#### [RECORDS SHOWN]

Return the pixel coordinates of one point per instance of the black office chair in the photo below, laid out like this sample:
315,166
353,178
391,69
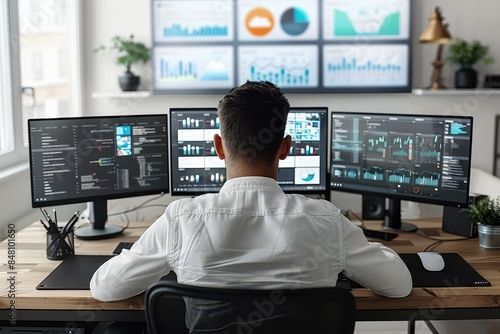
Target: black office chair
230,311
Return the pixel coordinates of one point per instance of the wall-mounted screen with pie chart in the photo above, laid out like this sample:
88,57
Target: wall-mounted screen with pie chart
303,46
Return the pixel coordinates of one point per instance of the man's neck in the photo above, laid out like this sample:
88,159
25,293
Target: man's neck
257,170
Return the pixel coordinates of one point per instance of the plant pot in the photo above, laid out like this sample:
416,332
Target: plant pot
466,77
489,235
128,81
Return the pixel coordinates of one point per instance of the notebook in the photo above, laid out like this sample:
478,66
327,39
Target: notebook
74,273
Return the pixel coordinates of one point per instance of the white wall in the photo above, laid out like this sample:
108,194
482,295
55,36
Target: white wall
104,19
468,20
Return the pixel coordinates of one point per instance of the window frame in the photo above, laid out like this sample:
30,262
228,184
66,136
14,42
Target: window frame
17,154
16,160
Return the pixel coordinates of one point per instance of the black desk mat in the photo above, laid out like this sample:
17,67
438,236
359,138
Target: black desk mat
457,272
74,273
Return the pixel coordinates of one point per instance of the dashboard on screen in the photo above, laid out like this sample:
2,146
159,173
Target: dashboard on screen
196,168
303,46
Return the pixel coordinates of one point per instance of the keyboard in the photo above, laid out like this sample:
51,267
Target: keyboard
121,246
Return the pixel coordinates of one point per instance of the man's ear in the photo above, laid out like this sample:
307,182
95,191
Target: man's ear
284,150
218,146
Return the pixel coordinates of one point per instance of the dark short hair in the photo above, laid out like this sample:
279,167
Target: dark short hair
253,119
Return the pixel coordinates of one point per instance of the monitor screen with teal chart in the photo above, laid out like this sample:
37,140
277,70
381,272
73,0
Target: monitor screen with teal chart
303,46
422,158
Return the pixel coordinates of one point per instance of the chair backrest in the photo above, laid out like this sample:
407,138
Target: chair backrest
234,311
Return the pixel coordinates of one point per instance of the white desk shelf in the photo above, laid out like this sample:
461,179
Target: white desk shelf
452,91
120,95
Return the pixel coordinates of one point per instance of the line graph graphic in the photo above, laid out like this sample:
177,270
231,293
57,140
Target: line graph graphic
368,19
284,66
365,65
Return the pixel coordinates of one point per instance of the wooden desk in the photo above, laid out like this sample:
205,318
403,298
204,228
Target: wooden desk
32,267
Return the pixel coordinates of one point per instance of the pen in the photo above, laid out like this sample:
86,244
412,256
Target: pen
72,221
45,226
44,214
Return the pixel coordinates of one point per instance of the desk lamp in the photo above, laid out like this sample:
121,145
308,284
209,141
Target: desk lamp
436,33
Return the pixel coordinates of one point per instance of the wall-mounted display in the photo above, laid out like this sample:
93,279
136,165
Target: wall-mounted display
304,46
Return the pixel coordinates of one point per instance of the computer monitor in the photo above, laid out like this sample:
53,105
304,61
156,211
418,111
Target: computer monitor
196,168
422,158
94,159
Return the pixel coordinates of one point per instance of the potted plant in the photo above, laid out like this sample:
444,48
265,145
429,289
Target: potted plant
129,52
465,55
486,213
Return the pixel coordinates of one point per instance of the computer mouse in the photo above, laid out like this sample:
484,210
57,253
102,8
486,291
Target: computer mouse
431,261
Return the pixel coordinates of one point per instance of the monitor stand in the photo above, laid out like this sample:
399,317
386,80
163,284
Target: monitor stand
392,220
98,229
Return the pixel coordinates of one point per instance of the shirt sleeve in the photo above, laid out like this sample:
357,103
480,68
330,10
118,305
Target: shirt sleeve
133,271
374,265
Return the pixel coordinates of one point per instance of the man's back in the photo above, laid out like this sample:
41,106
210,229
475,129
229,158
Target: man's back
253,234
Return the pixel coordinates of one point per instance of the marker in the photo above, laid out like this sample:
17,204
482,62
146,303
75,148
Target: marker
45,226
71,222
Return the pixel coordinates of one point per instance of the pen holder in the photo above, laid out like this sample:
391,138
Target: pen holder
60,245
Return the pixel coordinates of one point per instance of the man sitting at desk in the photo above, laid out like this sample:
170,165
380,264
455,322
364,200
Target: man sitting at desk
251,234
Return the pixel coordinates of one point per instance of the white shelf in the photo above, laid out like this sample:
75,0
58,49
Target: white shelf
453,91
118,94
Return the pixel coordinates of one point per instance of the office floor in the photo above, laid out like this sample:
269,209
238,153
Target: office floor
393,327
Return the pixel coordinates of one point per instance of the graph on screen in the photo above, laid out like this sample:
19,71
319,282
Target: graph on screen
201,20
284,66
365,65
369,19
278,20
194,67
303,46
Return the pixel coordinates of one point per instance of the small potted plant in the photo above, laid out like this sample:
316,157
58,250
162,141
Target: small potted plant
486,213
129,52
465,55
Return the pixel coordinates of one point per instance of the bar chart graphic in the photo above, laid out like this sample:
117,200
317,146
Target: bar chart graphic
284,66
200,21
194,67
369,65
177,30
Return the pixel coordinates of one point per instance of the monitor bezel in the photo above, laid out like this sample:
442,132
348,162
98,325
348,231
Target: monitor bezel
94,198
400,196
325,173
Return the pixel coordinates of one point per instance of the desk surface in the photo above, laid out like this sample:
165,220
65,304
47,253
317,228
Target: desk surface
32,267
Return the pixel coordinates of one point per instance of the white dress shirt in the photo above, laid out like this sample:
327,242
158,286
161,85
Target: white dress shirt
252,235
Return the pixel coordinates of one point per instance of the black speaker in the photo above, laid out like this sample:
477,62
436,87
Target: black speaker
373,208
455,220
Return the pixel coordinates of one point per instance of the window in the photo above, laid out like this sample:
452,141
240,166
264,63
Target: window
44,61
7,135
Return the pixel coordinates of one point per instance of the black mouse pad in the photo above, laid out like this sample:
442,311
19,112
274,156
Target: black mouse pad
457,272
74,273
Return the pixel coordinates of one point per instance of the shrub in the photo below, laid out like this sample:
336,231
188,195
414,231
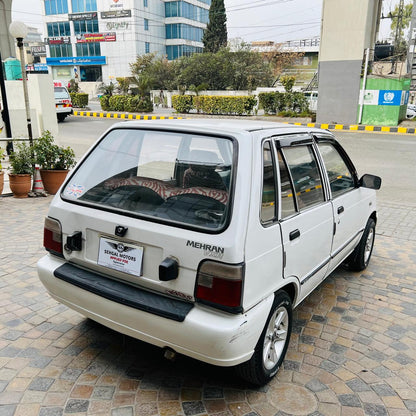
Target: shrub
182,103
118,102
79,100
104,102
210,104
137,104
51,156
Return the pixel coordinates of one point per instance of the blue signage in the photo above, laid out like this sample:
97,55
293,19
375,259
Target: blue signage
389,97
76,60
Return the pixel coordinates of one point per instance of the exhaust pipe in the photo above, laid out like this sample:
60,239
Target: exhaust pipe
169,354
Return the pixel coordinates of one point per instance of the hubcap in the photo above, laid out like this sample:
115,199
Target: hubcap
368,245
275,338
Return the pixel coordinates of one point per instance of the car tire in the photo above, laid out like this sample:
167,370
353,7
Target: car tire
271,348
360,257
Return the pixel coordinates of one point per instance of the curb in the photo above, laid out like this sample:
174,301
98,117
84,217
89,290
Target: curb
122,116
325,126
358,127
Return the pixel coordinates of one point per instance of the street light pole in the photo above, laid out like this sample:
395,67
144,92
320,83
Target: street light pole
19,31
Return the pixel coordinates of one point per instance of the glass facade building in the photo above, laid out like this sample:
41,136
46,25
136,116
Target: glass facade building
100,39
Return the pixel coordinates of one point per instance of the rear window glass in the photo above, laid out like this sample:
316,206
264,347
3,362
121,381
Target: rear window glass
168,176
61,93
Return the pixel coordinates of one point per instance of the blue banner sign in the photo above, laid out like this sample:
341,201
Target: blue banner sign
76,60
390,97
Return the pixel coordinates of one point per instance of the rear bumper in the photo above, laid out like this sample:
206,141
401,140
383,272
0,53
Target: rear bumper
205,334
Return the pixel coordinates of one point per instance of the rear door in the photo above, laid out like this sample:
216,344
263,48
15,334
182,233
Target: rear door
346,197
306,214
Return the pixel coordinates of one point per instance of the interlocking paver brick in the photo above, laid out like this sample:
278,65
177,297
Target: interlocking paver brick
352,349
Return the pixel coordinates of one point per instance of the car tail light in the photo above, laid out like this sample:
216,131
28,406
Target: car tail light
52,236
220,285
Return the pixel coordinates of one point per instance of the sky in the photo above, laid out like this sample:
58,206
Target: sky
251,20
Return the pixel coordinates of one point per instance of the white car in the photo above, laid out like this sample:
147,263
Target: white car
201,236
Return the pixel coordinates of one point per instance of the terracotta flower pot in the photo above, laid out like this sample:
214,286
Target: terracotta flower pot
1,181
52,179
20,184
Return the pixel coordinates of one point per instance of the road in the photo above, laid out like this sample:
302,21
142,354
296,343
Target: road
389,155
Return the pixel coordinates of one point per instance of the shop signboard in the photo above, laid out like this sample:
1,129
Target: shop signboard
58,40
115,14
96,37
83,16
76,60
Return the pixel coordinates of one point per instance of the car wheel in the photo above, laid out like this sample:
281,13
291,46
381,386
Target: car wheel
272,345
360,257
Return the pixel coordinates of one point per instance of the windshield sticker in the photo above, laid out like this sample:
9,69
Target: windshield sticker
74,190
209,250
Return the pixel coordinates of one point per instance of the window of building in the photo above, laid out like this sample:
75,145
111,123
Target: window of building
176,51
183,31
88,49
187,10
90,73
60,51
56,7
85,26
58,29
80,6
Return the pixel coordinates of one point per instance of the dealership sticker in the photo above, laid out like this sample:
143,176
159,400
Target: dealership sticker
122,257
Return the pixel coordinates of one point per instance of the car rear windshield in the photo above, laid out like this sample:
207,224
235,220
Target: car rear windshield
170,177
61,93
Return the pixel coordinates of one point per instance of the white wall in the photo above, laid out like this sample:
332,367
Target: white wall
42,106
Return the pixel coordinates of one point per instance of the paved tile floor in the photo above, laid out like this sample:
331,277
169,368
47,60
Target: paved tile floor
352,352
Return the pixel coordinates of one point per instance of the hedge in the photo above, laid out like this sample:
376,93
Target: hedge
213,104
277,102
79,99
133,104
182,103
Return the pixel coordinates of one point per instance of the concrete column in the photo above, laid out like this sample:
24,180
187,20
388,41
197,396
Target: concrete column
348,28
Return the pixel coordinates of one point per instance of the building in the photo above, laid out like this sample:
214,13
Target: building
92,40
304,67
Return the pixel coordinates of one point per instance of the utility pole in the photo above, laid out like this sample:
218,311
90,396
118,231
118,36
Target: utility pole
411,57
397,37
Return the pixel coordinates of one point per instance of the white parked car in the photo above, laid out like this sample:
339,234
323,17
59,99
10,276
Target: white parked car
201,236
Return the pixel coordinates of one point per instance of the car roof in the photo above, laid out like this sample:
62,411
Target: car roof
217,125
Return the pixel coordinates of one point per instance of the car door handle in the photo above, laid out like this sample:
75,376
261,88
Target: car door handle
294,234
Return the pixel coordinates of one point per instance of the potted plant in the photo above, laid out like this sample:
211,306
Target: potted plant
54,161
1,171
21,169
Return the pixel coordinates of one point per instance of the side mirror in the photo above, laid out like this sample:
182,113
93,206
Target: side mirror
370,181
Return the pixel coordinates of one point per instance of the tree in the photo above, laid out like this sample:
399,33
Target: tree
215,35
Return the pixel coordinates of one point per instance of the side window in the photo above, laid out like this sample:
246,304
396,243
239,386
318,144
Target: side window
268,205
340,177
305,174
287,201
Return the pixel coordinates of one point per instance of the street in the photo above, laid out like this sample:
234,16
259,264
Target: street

#### [THE EXERCISE]
Reproduce the lines word for word, starting at the line that contains "the side mirror" and ending at the final line above.

#### [FULL ANSWER]
Return the pixel coordinates of one point per instance of the side mirror in the photo above, laid out like this sample:
182,113
93,206
Target: side mirror
370,181
Return the pixel coordinates of one point per instance of the tree in the photo above, laid out like this sample:
399,33
Target: tree
215,35
Return the pixel coordinates of one point per instance of the side window in the photo above, laid out like this sample:
246,304
396,243
239,386
318,144
Target: side window
268,205
340,177
305,174
287,201
Return the pixel coordinates of one point per instance of the street in the photo above, laid out like this sample:
234,16
259,264
Target: street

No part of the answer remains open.